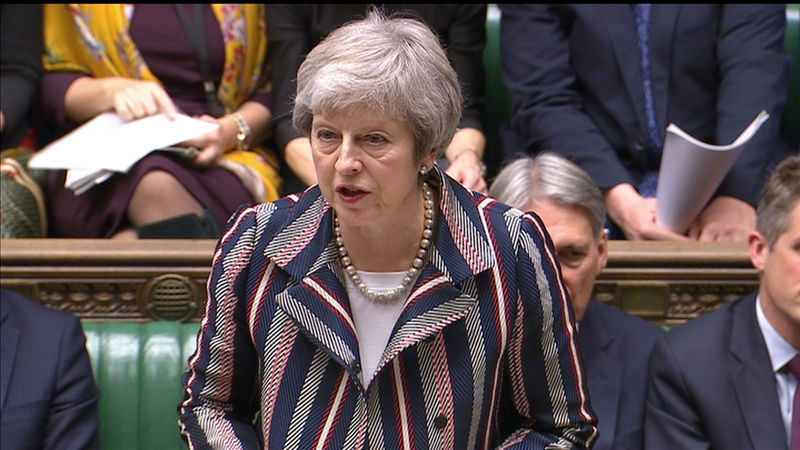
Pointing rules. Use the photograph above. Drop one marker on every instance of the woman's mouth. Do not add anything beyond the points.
(350, 194)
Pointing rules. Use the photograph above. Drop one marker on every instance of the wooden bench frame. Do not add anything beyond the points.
(140, 281)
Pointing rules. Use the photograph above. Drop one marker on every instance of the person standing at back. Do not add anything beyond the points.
(615, 345)
(599, 83)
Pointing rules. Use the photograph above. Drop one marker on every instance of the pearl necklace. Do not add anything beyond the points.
(387, 297)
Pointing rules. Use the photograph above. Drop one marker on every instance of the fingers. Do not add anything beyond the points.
(139, 99)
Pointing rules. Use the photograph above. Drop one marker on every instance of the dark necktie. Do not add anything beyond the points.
(641, 18)
(794, 367)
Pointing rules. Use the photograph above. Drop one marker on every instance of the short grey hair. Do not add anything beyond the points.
(548, 176)
(780, 195)
(393, 66)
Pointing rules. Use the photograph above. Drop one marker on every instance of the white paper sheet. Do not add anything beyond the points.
(109, 142)
(691, 171)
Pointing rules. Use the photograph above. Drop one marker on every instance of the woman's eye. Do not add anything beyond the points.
(325, 135)
(375, 139)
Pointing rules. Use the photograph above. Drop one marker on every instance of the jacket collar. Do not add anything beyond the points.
(753, 379)
(316, 298)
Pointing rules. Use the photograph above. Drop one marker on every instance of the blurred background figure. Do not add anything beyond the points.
(729, 378)
(204, 60)
(615, 345)
(600, 83)
(20, 68)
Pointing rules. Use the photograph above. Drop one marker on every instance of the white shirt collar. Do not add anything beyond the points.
(780, 351)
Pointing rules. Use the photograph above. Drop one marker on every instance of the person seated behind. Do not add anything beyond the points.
(590, 82)
(726, 379)
(20, 57)
(615, 345)
(387, 306)
(140, 60)
(48, 398)
(293, 29)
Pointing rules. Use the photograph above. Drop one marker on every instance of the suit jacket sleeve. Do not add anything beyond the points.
(670, 418)
(73, 421)
(547, 384)
(547, 112)
(754, 74)
(221, 399)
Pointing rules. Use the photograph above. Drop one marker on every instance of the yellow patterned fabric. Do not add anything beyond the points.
(95, 39)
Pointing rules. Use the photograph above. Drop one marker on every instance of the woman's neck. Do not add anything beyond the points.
(387, 245)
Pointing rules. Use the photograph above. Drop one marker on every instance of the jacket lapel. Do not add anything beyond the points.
(445, 290)
(316, 300)
(622, 33)
(662, 26)
(754, 381)
(8, 350)
(603, 370)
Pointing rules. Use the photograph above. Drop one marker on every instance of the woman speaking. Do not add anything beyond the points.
(387, 306)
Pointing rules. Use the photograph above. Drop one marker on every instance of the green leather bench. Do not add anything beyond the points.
(139, 368)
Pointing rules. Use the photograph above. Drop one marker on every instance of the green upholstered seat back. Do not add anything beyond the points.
(139, 368)
(497, 100)
(790, 125)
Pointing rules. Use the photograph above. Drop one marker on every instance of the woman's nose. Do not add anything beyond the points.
(349, 160)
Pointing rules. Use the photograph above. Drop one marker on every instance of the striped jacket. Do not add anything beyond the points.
(483, 355)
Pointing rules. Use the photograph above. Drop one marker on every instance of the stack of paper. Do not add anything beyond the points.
(108, 144)
(690, 172)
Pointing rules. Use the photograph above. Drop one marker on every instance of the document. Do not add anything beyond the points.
(109, 144)
(691, 170)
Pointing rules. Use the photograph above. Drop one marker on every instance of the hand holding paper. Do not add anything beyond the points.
(108, 144)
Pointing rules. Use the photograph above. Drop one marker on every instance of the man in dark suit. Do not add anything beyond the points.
(614, 344)
(724, 380)
(600, 83)
(48, 398)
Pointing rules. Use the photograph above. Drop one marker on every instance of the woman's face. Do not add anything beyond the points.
(365, 167)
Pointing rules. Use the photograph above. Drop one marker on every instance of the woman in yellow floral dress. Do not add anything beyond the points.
(140, 60)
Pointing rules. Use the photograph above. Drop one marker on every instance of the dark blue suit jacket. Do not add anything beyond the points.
(48, 399)
(616, 348)
(712, 385)
(573, 73)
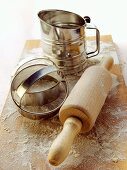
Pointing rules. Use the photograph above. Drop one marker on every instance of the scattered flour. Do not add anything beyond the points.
(25, 143)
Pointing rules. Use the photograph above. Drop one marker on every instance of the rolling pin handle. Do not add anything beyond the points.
(107, 62)
(62, 144)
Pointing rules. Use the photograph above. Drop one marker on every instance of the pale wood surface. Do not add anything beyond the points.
(24, 143)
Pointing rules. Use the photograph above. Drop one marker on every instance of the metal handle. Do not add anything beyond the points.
(91, 26)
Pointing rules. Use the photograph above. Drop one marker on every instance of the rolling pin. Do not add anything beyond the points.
(81, 108)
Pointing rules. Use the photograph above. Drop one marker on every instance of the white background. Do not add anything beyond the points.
(19, 22)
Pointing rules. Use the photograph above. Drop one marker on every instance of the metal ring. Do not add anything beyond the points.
(20, 90)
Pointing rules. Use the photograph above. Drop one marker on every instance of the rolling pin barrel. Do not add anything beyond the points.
(81, 108)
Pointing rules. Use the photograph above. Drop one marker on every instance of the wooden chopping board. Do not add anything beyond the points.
(24, 143)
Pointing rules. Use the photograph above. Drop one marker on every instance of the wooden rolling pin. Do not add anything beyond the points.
(81, 108)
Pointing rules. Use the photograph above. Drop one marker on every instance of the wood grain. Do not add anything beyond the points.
(24, 143)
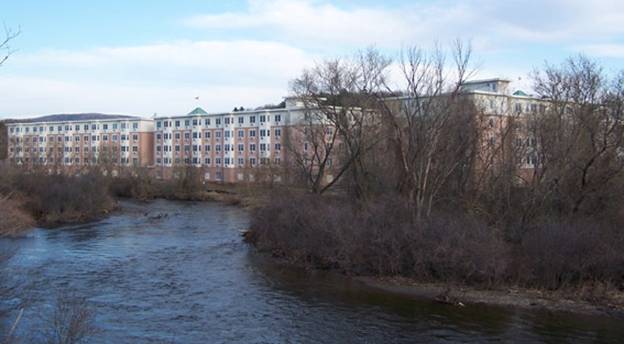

——

* **布置任务**: 选出上面数据中所有包含字符串“paper”的行，把这些行原样抄写出来。

* **正确答案**:
Pointing rules. Use the photograph above. Drop one marker on every instance of the white paper sheet. Do not add anything beyond the points.
Pointing rules. Use the photograph above. Drop one marker on every instance of the stack of paper. Do not add anything beyond the points.
Pointing rules. Use the photograph above. Drop one marker on every instance of the hand holding paper. Do not add anything beyond the points.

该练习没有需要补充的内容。